* _PAGE TEXT_:
A secondary quibble, pointed out by Alan Hirsch in his review here, is that Myers does not specifically address missional issues. I’d agree with Alan, but for the fact that my guess is that Myers might say that missional issues are larger than this book. I think that people who engage in community within the organic order and a Christian viewpoint will also, organically, follow a missional lifestyle. It will be a part of who they are, rather than a part of their plan for living.

Myers defines “master plan” thinking as that which we see all around us everyday in the military, in business, in government. It is that zero-sum game which demands that we all compete for resources, power, time, etc., that we “learn the ropes,” that we paint-by-someone-else’s-numbers that will guarantee a successful outcome, that we measure success in numbers. He begins defining “organic order” thinking by defining an artist as “… someone who enables art to emerge from a canvas …” and then goes on to say this:

“Shaping an environment where people naturally connect is more like creating art than manufacturing a product. It marks a major shift: from programming a community (i.e., following a master plan) to using principals of organic order to develop an environment where community can emerge.” pp. 26-27 italics in the original

Perhaps my favorite principal in this book is the idea that organic may be equated to order. In this post-industrial, fully mechanical age we have a strong tendency to view those things that are organic and natural as being chaotic and out of control. Organic, natural things have a definite order and system to them. While that order is not always under our control, we may be able to embrace it and dance with it to live a healthy life. So I was very grateful to read a book that encouraged us to consider that organic and order are not mutually exclusive terms.

* _ACTIVITIES_:
a - Can you transcribe the book review from "Perhaps my favorite" to "mutually exclusive terms."?
b - How would you go on with the review of Myers's book, picking up after its last sentence?

* _GIVEN DATA_:
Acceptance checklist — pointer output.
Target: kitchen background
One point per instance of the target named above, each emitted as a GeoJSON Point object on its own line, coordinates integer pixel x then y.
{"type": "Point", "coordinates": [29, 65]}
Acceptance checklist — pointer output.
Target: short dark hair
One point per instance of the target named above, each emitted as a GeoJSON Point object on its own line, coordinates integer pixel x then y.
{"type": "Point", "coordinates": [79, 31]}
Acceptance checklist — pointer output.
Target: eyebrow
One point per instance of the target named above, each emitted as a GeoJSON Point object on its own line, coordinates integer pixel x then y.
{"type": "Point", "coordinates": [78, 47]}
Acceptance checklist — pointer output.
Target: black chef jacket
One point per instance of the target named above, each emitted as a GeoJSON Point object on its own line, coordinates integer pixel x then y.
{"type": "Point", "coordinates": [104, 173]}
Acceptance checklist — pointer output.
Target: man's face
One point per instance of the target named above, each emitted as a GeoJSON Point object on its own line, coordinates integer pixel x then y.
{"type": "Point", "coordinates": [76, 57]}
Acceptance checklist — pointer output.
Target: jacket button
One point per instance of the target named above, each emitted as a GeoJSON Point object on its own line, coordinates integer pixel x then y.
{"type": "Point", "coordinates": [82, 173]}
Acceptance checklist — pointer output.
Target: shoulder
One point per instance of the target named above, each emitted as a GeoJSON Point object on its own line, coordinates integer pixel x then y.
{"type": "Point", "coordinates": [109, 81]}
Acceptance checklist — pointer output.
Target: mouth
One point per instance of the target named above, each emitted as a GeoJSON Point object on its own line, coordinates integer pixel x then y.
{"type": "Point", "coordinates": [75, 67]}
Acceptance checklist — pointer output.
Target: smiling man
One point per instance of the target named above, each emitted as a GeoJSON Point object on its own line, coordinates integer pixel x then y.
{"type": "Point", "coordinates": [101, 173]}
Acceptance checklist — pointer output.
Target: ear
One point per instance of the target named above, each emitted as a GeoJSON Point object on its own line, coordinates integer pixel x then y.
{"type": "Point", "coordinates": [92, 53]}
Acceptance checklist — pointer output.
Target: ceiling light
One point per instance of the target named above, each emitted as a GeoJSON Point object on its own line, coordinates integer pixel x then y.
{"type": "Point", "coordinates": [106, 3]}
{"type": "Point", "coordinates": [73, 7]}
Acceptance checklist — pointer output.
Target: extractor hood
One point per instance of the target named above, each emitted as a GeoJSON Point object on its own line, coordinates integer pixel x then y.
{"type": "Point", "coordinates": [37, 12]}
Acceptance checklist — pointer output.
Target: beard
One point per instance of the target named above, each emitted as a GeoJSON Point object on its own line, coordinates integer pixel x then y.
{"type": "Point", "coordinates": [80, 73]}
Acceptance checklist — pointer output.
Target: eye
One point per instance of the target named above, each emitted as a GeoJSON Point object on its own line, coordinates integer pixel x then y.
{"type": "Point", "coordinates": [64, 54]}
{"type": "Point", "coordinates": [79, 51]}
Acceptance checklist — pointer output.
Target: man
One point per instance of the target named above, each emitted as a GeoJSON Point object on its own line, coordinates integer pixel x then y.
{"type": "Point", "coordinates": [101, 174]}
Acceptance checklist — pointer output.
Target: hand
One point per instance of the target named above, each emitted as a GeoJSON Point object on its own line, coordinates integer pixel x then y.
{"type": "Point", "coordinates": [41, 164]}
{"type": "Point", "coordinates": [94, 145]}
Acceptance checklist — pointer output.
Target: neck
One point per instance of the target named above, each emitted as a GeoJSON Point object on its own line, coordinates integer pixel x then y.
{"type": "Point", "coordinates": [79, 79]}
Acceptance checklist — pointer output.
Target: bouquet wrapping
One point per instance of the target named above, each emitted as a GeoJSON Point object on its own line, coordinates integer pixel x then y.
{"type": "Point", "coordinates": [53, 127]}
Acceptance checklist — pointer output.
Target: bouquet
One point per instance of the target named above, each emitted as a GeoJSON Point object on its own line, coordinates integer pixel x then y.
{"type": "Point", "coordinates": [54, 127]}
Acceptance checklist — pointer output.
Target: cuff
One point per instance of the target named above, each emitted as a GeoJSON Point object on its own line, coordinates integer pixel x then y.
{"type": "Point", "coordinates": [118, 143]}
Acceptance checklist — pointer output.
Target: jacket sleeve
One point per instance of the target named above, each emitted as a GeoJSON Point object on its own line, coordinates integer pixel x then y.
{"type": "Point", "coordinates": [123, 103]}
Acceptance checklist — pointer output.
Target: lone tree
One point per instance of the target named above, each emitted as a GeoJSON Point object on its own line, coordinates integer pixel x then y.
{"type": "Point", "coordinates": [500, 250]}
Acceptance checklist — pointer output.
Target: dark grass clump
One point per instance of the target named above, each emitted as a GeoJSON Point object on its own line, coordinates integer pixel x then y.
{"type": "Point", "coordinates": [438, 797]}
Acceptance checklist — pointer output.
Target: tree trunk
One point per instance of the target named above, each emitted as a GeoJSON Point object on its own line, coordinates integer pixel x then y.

* _SOLVED TASKS_:
a -
Perhaps my favorite principal in this book is the idea that organic may be equated to order. In this post-industrial, fully mechanical age we have a strong tendency to view those things that are organic and natural as being chaotic and out of control. Organic, natural things have a definite order and system to them. While that order is not always under our control, we may be able to embrace it and dance with it to live a healthy life. So I was very grateful to read a book that encouraged us to consider that organic and order are not mutually exclusive terms.

b -
Scot McKnight did a review on Jesus Creed last month and summarized the two models nicely as follows:

If you are seeking to avoid the Master Plan programming model and, instead, want to create an organic environment, this is a good book for lots of ideas. Here’s a summary of the Master Plan programming model and the Organic Order model:

Patterns: prescriptive vs. descriptive.
Participation: representative vs. individual.
Coordination: cooperation vs. collaboration.
Growth: bankruptcy vs. sustainability
Measurement: bottom line vs. story.
Power: positional vs. revolving.
Partners: accountability vs. edit-ability.
Language: noun-centric vs. verb-centric.
Resources: scarcity vs. abundancy.

Myers devoted a chapter to each subject above and does a fairly thorough job of comparing and contrasting with examples the differences in each. He draws on from many different disciplines and across many fields of study for his examples. He also draws on his direct personal experience with the company that he and his wife started some years ago. It is fairly successful even by so-called master plan standards and is thriving. But they operate using organic order principals and it sounds like a wonderful place to work.

It struck me, as I read through the book, that I recently had the privilege of working in a group that operated with organic order principals for a short time. It was a joy to work in that group and we did some marvelous things. We had a difficult time explaining how we operated and I found myself wishing I’d had this book “back then” so I could have explained us better to those who were wondering how we managed to “get things done.”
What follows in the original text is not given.